TEXT EXTRACT –
It also provided a much needed breather for Alex Turner. Not yet 21, he’d had a number one single to his name with his first attempt and received high acclaim. In 2008 he was trying to shake free from the shackles of rock stardom and The Last Shadow Puppets was essentially a vehicle for that. It was both an education in musical experimentation, a symbol of independence and a chance to cut loose. The intervening years have been kinder still and Turner seems to have embraced his destiny as a Rock Demi-God. 2013’s ‘A.M’ was Arctic Monkeys biggest, and possibly best, record yet and the idea of a follow up must be daunting. Once again, Last Shadow Puppets provides respite, relief and opportunity for a bit of a laugh.

Essentially Alex and Miles still come across like two lads on holiday. They sound more carefree and lacksidazicle than they have in years, which is both a help and a hinderance to the success of the record. The freedom that the Shadow Puppets umbrella provides has allowed them to dip their toes in new waters as well as flip casually through Arctic Monkeys playbook, revisiting the gloomy desert rock of ‘Humbug’ on ‘She Does the Woods’, the indie pop of ‘Suck it and See’ on ‘The Miracle Aligner’ and the widescreen balladry of the Submarine soundtrack on ‘The Dream Synopsis’. They eye up lite-disco on the shimmering ‘Element of Surprise’, northern soul on ‘Pattern’ and rock out on ‘Bad Habits’ and ‘Used to be my Girl.’

But youthful enthusiasm has been traded in, perhaps inevitably, for a discomforting dose of cynicism. It’s been eight years since ‘Age of the Understatement’ and Alex and Miles have lived with their influences for years now. They aren’t digesting sounds as teenagers do and this is not the first flush of youth. Tellingly, ‘Everything You’ve Come to Expect’ is neater, more accomplished, more restrained and assured than the debut. But even in its best moments there is the sense that these are just slightly more sinister, guarded and weary takes on songs we’ve heard before. First single ‘Bad Habbits’ was an utter disappointment. It’s woozy melody, or rather Kane’s embittered delivery of it, contains nothing but bile and its lyrics are mean spirited (‘should’ve known little girl that you’d do me wrong/ should have known by the way you were showing off). Aside from a nice baseline and an interesting string arrangements from the always reliable Owen Pallett, the song has nothing of interest to offer. But Turner has form for releasing red herrings as lead singles (‘Brick by Brick’ and ‘Don’t Sit Down’ being the obvious examples) and luckily, ‘Bad Habits’ is the only truly obnoxious song on here. Mostly, ‘Everything You’ve Come to Expect’ manages to be thoroughly enjoyable.

DIRECTIONS –
• A. Sum up the album review in three sentences.
• B. Take the album review further, beginning right after its final sentence.
The lines that come next are separate material, unrelated to the album review.

DATA ENTRIES –
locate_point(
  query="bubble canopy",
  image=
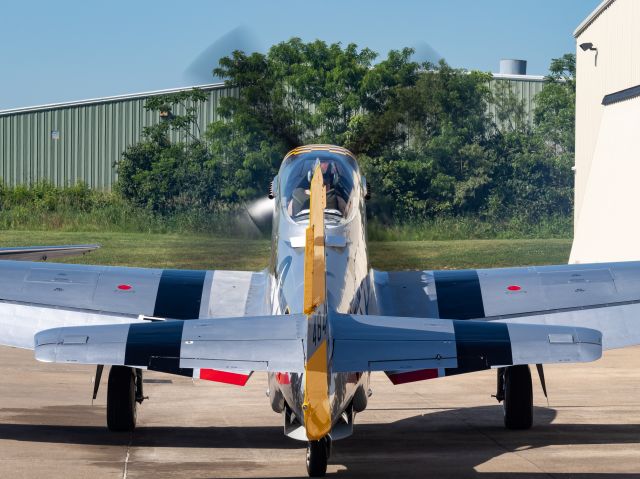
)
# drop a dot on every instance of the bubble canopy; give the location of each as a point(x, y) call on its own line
point(340, 177)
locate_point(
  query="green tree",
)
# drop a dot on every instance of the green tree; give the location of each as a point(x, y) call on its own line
point(171, 167)
point(555, 110)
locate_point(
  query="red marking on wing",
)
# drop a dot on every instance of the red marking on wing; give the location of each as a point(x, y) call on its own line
point(283, 378)
point(412, 376)
point(224, 377)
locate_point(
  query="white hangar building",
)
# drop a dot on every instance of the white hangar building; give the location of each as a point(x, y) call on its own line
point(607, 168)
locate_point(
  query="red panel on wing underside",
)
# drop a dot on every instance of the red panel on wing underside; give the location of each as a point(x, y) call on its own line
point(412, 376)
point(224, 377)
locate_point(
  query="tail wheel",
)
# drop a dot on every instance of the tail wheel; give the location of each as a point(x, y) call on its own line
point(518, 398)
point(121, 399)
point(317, 456)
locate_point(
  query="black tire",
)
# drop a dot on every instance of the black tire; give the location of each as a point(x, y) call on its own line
point(317, 457)
point(518, 398)
point(121, 399)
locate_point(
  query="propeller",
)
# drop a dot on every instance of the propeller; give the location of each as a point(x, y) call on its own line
point(201, 68)
point(423, 52)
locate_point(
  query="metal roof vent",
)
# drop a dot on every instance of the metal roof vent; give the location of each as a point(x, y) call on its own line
point(513, 67)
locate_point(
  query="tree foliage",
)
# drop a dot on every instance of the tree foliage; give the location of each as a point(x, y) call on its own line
point(424, 133)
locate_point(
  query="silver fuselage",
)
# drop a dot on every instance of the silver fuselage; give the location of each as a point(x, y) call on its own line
point(349, 290)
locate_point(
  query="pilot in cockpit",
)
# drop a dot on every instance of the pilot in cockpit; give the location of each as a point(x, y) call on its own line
point(336, 202)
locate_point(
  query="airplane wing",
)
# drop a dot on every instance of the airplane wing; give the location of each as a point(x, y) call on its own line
point(259, 343)
point(36, 297)
point(603, 296)
point(359, 343)
point(399, 344)
point(43, 253)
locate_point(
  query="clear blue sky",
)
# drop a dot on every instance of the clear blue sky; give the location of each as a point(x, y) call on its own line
point(71, 50)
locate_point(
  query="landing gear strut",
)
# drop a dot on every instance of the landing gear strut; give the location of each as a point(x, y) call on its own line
point(517, 395)
point(318, 453)
point(123, 393)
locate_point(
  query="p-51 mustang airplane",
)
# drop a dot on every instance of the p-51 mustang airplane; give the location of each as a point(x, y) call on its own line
point(318, 321)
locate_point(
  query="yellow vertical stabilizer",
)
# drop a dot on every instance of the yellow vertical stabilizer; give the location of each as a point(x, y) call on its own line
point(317, 414)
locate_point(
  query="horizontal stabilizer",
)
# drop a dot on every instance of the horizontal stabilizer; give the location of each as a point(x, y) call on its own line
point(43, 253)
point(259, 343)
point(383, 343)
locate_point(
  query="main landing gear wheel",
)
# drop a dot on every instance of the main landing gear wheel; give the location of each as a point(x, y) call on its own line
point(318, 453)
point(122, 398)
point(518, 397)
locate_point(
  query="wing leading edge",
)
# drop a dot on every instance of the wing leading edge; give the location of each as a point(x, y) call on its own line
point(43, 253)
point(604, 296)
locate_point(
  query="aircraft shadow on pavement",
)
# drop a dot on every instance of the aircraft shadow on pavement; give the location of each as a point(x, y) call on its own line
point(452, 442)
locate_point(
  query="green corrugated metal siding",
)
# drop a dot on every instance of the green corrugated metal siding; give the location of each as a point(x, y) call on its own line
point(93, 135)
point(525, 90)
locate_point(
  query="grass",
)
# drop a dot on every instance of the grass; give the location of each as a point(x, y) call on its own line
point(197, 251)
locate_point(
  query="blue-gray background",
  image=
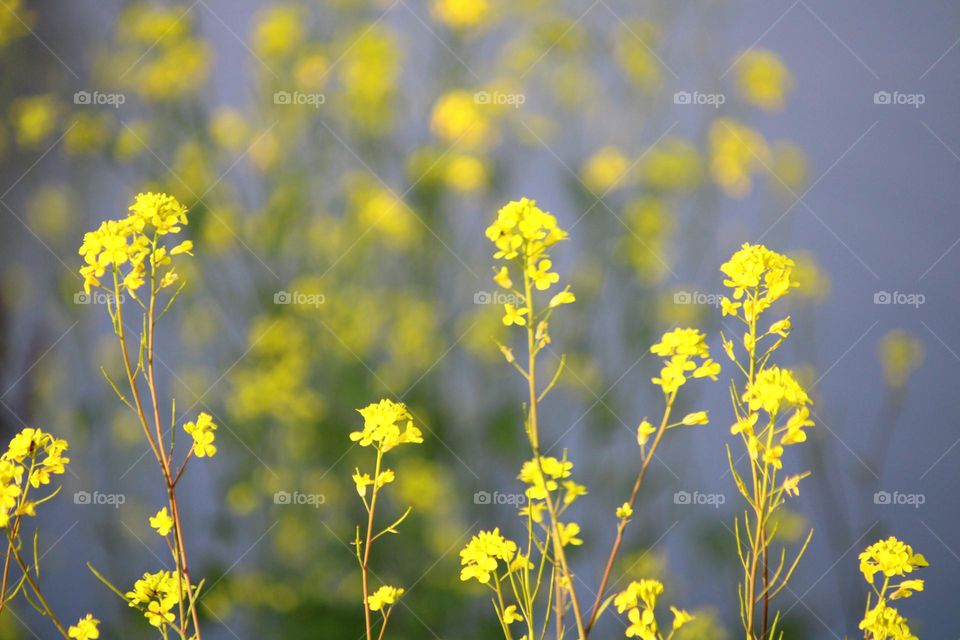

OUTPUTS –
• A. In 2008, The Last Shadow Puppets gave Alex Turner a break from rock stardom. After Arctic Monkeys' 'A.M,' the project again offers him respite, and on 'Everything You've Come to Expect' he and Miles sound carefree while revisiting styles from Arctic Monkeys' earlier work and trying new ones. The record is more restrained and assured than the debut, and its mood is more cynical; first single 'Bad Habits' is a disappointment, but most of the album is thoroughly enjoyable.

• B.
Opening track ‘Aviation’ picks up roughly where ‘Age of the Understatment’ left off, with a bombastic string arrangement, harmonies and bold metaphors galore. But moments that so blatantly recall the debut are hard to find, past obviously hearing Alex and Miles sing in tandem over some lush string arrangements. The title track has a nicely lilting melody that recalls ‘Pet Sounds’ era Beach Boys (and I don’t use that comparison lightly). ‘The Dream Synopsis’ and ‘Sweet Dreams TN’ demonstrate Turner’s beautiful, crooning voice which has added depth and richness over the last eight years – you get the impression he’s been indulging in far too much expensive whisky and cigarettes. These tracks in particular also convey the most generous and endearing lyrics on the record. The latter is a love song that boarders on the sleazy (‘I ain’t got anything to lick without you baby’ ‘maybe we ought to fuck’) but redeems itself through Turner’s humorous asides and completely over the top delivery where he channels his inner Roy Orbison and then some. On the former he reminds us of his stunning observational gift with a throwaway line about the object of his affection having a ‘leaning tower of pint pots in your hand – you can carry much more than I can.’ These days he favours Impressionistic wordplay over observational realism but in that line he reminds us why we fell in love with the little scamp in the first place.

However, the simple days of ‘his way or no way totalitarians’, ‘Topshop princesses’ and ‘weekend rock stars’ are long gone. In 2016 Alex Turner is a much more divisive figure. Trying to explain his current shtick (for want of a better word) is getting harder. There’s a certain detached irony to his rock n roll persona, a certain cheekiness and smart-alec self awareness, but an equal sense that he’s genuinely in love with old fashioned, obnoxious rock star chic. Representative of this was his ‘mic drop’ at the 2014 Brit awards which occurred after delivering an acceptance speech that amounted to a nonsensical but brilliant analysis of rock n roll’s place in pop culture. He was serious but not serious, tongue in cheek but armed with a solid point. The tabloid columnists were up in arms the next day – how dare this ungrateful hooligan mock the seriousness of the Brit institution! His fans got it but others were bewildered. He was either wilfully rude, arrogant or spaced out on cocaine depending on who you spoke to. Love it or hate it, one thing was for sure – In his bravado, swagger and utter confidence he appeared about as far removed from the shy Alex Turner of ten years ago as we ever could have imagined.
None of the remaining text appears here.